[Outline records]
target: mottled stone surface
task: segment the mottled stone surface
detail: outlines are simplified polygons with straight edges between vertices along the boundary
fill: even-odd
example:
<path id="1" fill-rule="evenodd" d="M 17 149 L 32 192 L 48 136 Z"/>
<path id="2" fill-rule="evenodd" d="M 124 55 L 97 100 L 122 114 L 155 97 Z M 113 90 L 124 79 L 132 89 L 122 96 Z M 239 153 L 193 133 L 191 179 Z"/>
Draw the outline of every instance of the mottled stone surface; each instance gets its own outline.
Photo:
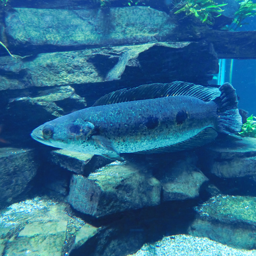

== Task directions ==
Reproduce every one of the lines above word for word, leaving out the pictures.

== Written answer ==
target: mottled stone surface
task: segment the mottled stone surface
detail: outlines are simplified polygons with straight edges between vertices along the boundary
fill: even-odd
example:
<path id="1" fill-rule="evenodd" d="M 17 149 L 32 192 L 48 136 Z"/>
<path id="2" fill-rule="evenodd" d="M 124 55 L 97 100 L 122 114 L 155 97 Z M 113 90 L 124 79 L 132 89 L 122 96 Z M 239 153 L 193 133 L 191 179 Z"/>
Draw the outline of every instance of the mottled stone surface; each instance gets its own outline.
Photo:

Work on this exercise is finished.